> EXERCISE DESCRIPTION:
Set the records down again in full, exactly as they are, apart from the images.

> EXTRACTED INFORMATION:
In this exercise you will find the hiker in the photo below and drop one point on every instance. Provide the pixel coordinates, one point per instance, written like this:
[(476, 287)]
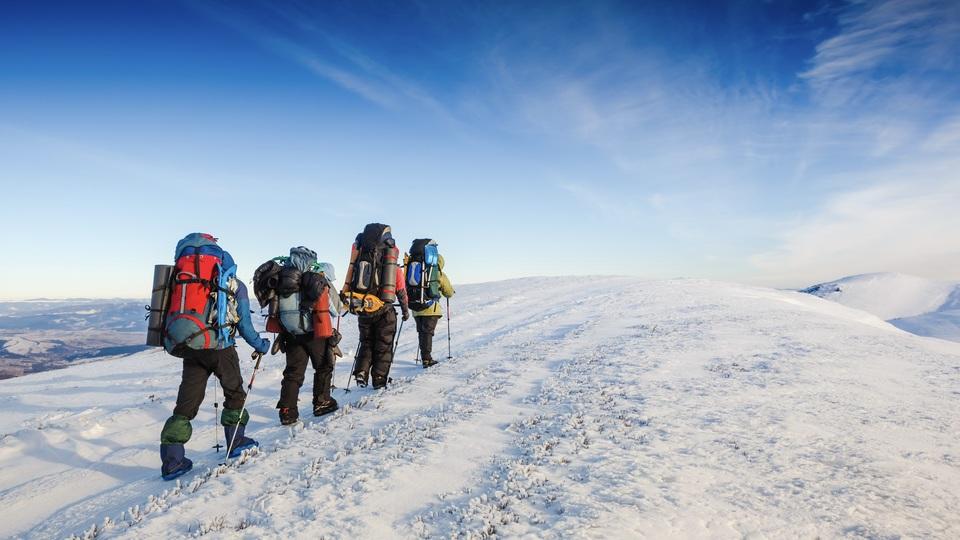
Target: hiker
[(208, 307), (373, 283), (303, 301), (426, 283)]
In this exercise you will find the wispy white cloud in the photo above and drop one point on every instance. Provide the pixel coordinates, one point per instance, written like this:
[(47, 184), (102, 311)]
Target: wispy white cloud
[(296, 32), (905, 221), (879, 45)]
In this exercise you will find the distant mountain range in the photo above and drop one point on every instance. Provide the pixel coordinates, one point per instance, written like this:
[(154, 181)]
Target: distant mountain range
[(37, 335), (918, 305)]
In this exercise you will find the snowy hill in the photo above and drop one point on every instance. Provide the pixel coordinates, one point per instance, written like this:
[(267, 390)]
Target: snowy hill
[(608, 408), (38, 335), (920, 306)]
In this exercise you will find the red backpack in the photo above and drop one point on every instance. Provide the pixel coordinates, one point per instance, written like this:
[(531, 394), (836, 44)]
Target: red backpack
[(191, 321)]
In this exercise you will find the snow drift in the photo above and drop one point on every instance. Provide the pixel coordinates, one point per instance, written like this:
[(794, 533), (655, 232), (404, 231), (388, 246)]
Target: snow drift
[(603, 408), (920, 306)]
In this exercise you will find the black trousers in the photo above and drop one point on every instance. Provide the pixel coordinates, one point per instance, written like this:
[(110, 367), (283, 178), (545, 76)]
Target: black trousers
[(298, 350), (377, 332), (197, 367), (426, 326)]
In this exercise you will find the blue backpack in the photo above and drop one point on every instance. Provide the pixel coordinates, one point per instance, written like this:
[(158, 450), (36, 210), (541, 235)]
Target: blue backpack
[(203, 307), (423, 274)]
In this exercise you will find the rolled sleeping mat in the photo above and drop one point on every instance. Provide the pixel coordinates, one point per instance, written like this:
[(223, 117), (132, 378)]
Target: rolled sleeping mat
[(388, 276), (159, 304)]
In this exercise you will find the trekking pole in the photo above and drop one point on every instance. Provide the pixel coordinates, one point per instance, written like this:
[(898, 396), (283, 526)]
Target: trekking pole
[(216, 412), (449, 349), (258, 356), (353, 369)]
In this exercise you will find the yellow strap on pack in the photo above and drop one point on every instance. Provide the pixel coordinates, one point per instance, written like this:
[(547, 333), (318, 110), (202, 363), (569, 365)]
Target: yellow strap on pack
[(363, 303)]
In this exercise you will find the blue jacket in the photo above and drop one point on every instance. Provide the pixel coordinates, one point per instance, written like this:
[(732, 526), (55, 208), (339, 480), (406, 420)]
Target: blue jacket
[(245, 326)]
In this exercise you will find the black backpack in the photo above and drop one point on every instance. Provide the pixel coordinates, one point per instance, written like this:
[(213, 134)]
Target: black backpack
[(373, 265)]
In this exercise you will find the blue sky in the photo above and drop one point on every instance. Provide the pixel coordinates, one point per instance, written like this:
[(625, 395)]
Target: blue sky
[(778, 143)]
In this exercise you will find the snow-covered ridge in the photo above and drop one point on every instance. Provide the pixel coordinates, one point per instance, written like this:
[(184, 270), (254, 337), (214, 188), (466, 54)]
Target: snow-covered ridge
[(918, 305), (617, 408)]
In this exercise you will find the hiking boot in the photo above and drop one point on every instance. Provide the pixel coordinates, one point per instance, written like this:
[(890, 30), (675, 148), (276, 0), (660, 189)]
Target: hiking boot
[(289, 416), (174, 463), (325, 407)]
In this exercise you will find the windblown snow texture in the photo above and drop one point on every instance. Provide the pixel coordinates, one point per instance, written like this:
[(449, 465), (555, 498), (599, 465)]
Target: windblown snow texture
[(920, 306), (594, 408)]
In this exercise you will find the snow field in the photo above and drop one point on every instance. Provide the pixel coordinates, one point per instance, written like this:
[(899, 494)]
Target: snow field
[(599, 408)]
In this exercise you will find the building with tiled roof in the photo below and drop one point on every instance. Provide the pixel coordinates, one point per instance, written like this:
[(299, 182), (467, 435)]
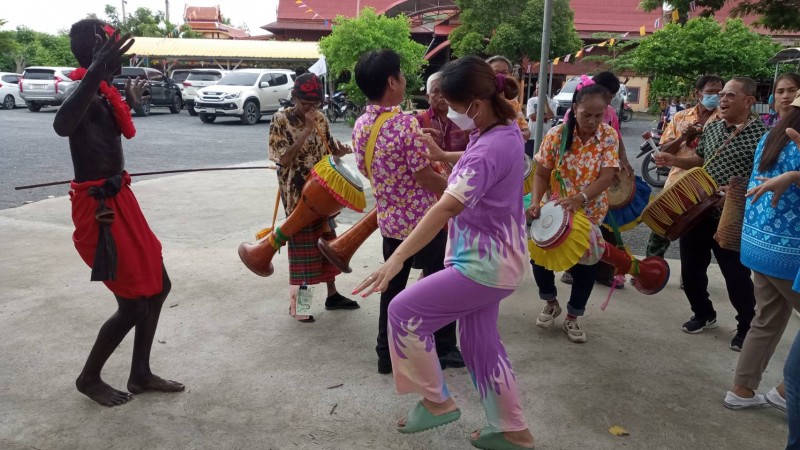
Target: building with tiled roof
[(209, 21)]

> REPLY TO THE TASK:
In this exercise you will find the hiker in the photo below and drop one point on every instance. Provide the pixel coordinates, one point per instance, written like this:
[(476, 287)]
Target: hiker
[(208, 307), (373, 283), (303, 301), (426, 283)]
In this exercise you will find the wispy white cloud in the photo above and drop one point on every instance. Provide the pixel coordinates, one point per instance, written like this:
[(47, 184), (102, 311)]
Target: wispy white cloud
[(296, 32), (905, 221), (879, 45)]
In this exercise you will find the distant mountain range in the photo above and drop one point on every instance. Provide the pixel coordinates, one point per instance, written like this:
[(154, 181)]
Target: distant mountain range
[(37, 335), (918, 305)]
In this exercise you will find the snowy hill in the photo above and drop one point on every instance. Provide the pixel coordinates, one point per instance, written like this:
[(267, 390)]
Target: snowy hill
[(608, 408), (38, 335), (920, 306)]
In this exercise you will find the red backpack in the photo above and drop one point on every instance. Provide the pixel coordinates, one point per instance, written like this:
[(531, 394), (836, 44)]
Target: red backpack
[(191, 321)]
In this exercise you will find the snow drift in the photo above and drop one point on every instance. Provide the pixel coordinates, one point per instance, written like this:
[(794, 533), (655, 232), (404, 231), (388, 246)]
Target: snow drift
[(603, 408), (920, 306)]
In this exercise you will find the black trousers in the photo above and drop one point on every instance. Provide the pixel coordinates, one point per instance, written like this:
[(110, 367), (283, 178), (545, 76)]
Target: black trousers
[(298, 350), (377, 332), (197, 367), (426, 326)]
In this exercise you will find the blue backpack in the photo above and drop one point on every instance. Provide the pixel coordinates, one point per instance, written like this:
[(158, 450), (36, 210), (541, 235)]
Target: blue backpack
[(203, 307), (423, 274)]
In this exercise you will find the rolled sleeping mat in the photo above and drop one point on every instance. Provide the pixel coordinates, one point per instance, written like this:
[(223, 117), (132, 378)]
Target: rolled sleeping mat
[(388, 276), (159, 304)]
In this exercise you will find the trekking pole in the photo above and drop one point on every instance. Provide the pixel coordinates, one point per instance, written like this:
[(898, 396), (283, 526)]
Target: trekking pole
[(216, 412), (449, 349), (258, 356), (353, 369)]
In this exercise you will find the yellow strap on pack in the photo above and drop one point on every instance. Provide the pixel coordinates, one point per instance, written like this:
[(547, 333), (318, 110), (202, 363), (569, 365)]
Target: yellow strap on pack
[(363, 303)]
In this exercise you will find the blue jacket in the photo above and drop one point on every instance. Provide the pixel coordinates, one point per instance, written like this:
[(732, 526), (55, 208), (339, 480), (406, 420)]
Target: blue jacket
[(245, 326)]
In this exercise you will find the black backpack in the photo above and drop one point on every instance. Provide the pixel coordinates, one point per instance, written like this:
[(213, 134)]
Target: black backpack
[(373, 265)]
In this exercise you will find the blue sky in the photo above and drop one point on every instance. Provide the pixel coordinates, one point per instance, written like this:
[(625, 395)]
Target: blue sky
[(778, 143)]
In this exercise you will find the snow-covered ridge in the photo above and drop one point on every instance. Provide the pixel coordinates, one point per instance, written like this:
[(184, 270), (254, 337), (214, 188), (466, 54)]
Target: snow-covered ridge
[(918, 305), (617, 408)]
In this exercise you will find the hiking boot in the photo above and drop one point on every instance. Provide the pixel coordinates, one point per instance, written like this:
[(890, 30), (675, 148), (276, 0), (660, 189)]
Target: hiking boot
[(289, 416), (174, 463), (325, 407)]
In this exercise you will find the windblown snow texture in the photo above and drop one point on every instance. Provide the pixel coordinates, one point per instance, written like this:
[(449, 465), (555, 498), (599, 465)]
Target: windblown snow texture
[(920, 306), (594, 408)]
In this exercise you will find the snow field in the photo above and drop one point on every instance. Provide the pixel coordinates, one point per instance, written like this:
[(899, 494)]
Target: snow field
[(599, 408)]
In this exercise you will find the building with tiled roof in the photo below and drop one point on every instance. Provide the pixel coordinates, one point per instance, written like this:
[(299, 182), (467, 435)]
Target: building with tiled roof
[(209, 21)]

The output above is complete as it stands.